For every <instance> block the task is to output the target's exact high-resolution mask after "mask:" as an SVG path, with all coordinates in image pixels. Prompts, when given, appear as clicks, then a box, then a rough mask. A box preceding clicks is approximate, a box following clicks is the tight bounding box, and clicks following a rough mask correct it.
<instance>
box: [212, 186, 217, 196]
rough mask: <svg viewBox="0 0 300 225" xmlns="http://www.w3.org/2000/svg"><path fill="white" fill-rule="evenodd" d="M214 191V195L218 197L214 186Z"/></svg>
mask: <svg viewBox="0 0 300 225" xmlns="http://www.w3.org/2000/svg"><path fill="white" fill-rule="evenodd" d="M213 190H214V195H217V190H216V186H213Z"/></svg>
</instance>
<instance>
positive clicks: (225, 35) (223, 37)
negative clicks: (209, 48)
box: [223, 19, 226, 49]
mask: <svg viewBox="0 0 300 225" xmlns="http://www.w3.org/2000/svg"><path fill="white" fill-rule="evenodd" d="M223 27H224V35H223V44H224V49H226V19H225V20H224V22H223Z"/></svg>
================================
WHAT TO PRODUCE » What lines in the listing contain "instance"? Copy them all.

SOLUTION »
For every <instance> block the task is to output the target's exact high-resolution mask after "mask:" as an SVG path, with all coordinates in image pixels. Prompts, when given, appear as clicks, then a box, then a rough mask. A box preceding clicks is approximate, a box following clicks is the tight bounding box, and clicks following a rough mask correct it.
<instance>
</instance>
<instance>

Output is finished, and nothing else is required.